**What you should do:** All of the data needs to be repeated exactly.

**Given records:**

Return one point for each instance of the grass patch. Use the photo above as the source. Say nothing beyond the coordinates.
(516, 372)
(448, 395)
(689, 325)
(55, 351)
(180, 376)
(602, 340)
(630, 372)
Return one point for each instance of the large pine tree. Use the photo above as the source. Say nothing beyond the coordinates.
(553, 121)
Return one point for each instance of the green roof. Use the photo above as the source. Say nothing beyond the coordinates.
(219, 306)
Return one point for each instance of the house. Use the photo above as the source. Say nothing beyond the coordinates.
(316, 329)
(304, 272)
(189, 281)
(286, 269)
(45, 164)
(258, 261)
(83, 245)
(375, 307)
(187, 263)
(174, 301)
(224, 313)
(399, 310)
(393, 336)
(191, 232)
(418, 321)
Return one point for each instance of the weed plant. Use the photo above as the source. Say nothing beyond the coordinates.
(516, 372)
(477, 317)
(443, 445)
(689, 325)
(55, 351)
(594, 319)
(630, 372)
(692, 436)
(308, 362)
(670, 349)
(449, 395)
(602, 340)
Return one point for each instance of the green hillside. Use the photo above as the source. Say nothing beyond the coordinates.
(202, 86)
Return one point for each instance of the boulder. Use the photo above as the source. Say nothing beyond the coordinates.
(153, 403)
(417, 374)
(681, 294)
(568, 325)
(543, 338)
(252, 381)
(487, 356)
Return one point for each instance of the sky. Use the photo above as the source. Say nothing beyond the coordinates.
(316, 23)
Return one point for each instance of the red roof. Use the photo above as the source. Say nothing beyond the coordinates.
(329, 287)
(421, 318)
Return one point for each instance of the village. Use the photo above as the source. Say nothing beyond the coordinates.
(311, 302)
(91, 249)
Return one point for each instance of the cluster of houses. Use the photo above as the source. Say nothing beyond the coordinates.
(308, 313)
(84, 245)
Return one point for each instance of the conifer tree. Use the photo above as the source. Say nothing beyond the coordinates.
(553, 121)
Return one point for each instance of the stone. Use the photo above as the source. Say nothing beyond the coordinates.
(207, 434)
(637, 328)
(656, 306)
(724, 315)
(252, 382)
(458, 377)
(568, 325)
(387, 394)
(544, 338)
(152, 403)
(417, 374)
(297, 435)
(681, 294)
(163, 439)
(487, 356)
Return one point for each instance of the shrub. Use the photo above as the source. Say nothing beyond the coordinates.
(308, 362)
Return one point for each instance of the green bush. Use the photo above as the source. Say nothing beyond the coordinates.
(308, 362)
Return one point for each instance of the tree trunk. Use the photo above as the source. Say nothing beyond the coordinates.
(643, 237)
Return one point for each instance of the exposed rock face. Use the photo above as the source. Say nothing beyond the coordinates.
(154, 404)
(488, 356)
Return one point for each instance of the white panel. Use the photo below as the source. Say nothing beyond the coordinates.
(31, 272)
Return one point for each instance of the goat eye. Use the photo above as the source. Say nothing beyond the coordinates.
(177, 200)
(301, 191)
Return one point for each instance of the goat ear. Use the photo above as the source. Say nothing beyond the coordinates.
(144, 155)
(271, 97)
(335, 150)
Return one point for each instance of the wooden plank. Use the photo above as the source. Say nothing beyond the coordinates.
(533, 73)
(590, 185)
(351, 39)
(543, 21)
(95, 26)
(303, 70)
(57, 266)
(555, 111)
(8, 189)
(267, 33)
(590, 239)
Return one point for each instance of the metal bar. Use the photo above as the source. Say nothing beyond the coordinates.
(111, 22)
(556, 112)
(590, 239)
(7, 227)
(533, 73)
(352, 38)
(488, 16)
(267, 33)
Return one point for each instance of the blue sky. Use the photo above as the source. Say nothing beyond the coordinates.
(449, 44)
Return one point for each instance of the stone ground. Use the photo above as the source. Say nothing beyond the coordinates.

**Written reply:**
Return one point for each instance of the grass patch. Use the photo above as the source. Say nothing beyond the coordinates.
(516, 372)
(448, 395)
(689, 325)
(55, 351)
(180, 376)
(602, 340)
(630, 372)
Return one point for each instance of the large pine tree. Use the photo above as the source. Say nothing beyond the coordinates.
(553, 121)
Return one point for each instance of the green roof. Use the photo above as the source. Say nothing beyond the coordinates.
(219, 306)
Return one point for each instance of the house. Use the photo above as the source. Say nothing beyond the coordinates.
(316, 329)
(304, 272)
(189, 281)
(286, 269)
(45, 164)
(258, 261)
(83, 245)
(375, 307)
(187, 263)
(174, 301)
(224, 313)
(399, 310)
(393, 336)
(191, 232)
(418, 321)
Return one point for each instance of the weed plant. Use the photo above as the source. Say nothing beyond the coordinates.
(516, 372)
(477, 317)
(443, 445)
(689, 325)
(55, 351)
(594, 319)
(630, 372)
(692, 436)
(308, 362)
(670, 349)
(449, 395)
(602, 340)
Return one point for each instance of the green hillside. Use the photo above as the source. Say nothing beyond the coordinates.
(202, 86)
Return one point for each instance of the boulder. Use the photo above as the source. Say nothing beyond the coordinates.
(153, 403)
(417, 374)
(681, 294)
(568, 325)
(543, 338)
(252, 381)
(487, 356)
Return one point for each instance of the sky. Use the photo above as the source. Say nothing beyond the coordinates.
(316, 23)
Return one point for each instance of the red roof. Use the photo above as the source. Say nothing beyond the coordinates.
(329, 287)
(421, 318)
Return one point for each instance of the village. Use the photo above as the source. Say nothing beyond the coordinates.
(311, 302)
(91, 249)
Return one point for each instance of the cluster of houses. Use the photo above as the source. Say nothing beyond the coordinates.
(308, 313)
(84, 245)
Return one point for each instance of the conifer tree. Use the photo above as the source. Say nothing beyond the coordinates.
(553, 121)
Return one point for each instance of the stone. Use the photo above as the source. Say nothing beyond the coordinates.
(207, 434)
(637, 328)
(656, 306)
(724, 315)
(252, 382)
(458, 377)
(568, 325)
(387, 394)
(544, 338)
(152, 403)
(417, 374)
(297, 435)
(681, 294)
(163, 439)
(487, 356)
Return one point for each instance of the shrub. Use the photo above as the source. Say nothing beyond the coordinates.
(308, 362)
Return one point for each instance of the green bush. Use the photo above as the source. Say nothing beyond the coordinates.
(308, 362)
Return one point for each instance of the tree trunk. Use the photo above as the source. Say nothing beyond the coordinates.
(643, 237)
Return one point for each instance of the exposed rock face. Use the photo above as the source. Say nothing beyond the coordinates.
(154, 404)
(488, 356)
Return one point for each instance of the white panel. Use the photo below as the source. Say nothing beyond the coordinates.
(31, 272)
Return one point for each instance of the goat eye. Use the photo above as the source. Say nothing beyond the coordinates.
(177, 200)
(301, 191)
Return one point for each instance of the goat ear. Use the photo above as the source. Say nothing beyond the coordinates.
(144, 155)
(271, 97)
(335, 150)
Return one point for each instance of the wooden plank. Use the photo above as the source. Say nothing beyond the coordinates.
(533, 73)
(590, 185)
(351, 39)
(543, 21)
(95, 26)
(303, 70)
(57, 266)
(555, 111)
(8, 189)
(267, 33)
(590, 239)
Return one point for each instance of the metal bar. Use the photo above as the source. Say nothing beyond the coordinates.
(111, 22)
(556, 112)
(590, 239)
(7, 227)
(533, 73)
(352, 38)
(488, 16)
(267, 33)
Return one point for each instance of the blue sky. Use the photo above as the source. Say nothing beyond the coordinates.
(449, 44)
Return one point for each instance of the stone ground. Use the photo above as the source. Say nothing beyond the coordinates.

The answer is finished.